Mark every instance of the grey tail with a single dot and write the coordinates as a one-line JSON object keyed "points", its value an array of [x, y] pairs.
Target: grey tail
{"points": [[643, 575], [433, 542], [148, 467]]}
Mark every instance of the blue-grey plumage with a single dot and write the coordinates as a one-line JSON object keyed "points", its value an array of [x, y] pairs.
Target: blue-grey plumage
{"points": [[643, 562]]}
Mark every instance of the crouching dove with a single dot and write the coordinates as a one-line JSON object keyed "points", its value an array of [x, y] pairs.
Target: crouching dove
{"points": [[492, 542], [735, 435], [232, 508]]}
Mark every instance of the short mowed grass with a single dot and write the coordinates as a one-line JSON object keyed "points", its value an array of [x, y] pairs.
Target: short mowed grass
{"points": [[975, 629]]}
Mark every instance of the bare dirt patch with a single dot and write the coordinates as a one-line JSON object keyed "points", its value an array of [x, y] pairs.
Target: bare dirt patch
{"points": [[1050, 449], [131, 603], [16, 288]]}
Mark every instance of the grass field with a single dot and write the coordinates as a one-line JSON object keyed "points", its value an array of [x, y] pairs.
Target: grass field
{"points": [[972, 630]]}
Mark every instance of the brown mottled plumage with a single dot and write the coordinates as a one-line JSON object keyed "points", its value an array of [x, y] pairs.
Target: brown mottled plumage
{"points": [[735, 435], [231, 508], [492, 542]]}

--- YOUR TASK ---
Write out every line of the material above word for word, in the same order.

--- EXERCISE RESULT ---
Mark every instance of the grey tail with a single dot and write the coordinates as a one-line JSON object keyed "points", its value an array of [x, y] pairs.
Target: grey tail
{"points": [[643, 575], [433, 542], [148, 467]]}
Mark every instance of the blue-grey plumage with a single dot and write the coordinates as a one-line JSON object keyed "points", its value an array of [x, y] pairs.
Target: blue-grey plumage
{"points": [[643, 562]]}
Mark every instance of the crouching dove with a single dot and write the coordinates as a one-line JSON object keyed "points", its value an array of [x, y] pairs.
Target: crouching dove
{"points": [[492, 542], [735, 435], [232, 508]]}
Mark every instance of the short mowed grass with a single dot and write the coordinates as a one-line JSON object keyed "points", its value an array of [x, y] pairs.
Target: short mowed grass
{"points": [[975, 629]]}
Mark every instance of the bare dirt patch with a single dot and write the coordinates as a one-line JSON object keyed "points", its value an array of [x, y] pairs.
Target: bare dirt patch
{"points": [[1050, 449], [131, 603], [16, 288]]}
Mark every instance of the grass field with a single dot and write the coordinates as a one-line JSON object keyed "points", its value an array of [x, y] pairs.
Target: grass field
{"points": [[972, 630]]}
Mark every instance of the brown mottled plumage with a single dot and write the coordinates as a one-line JSON object keyed "points", its value an array of [x, y] pairs.
Target: brown mottled plumage
{"points": [[735, 435], [231, 508], [492, 542]]}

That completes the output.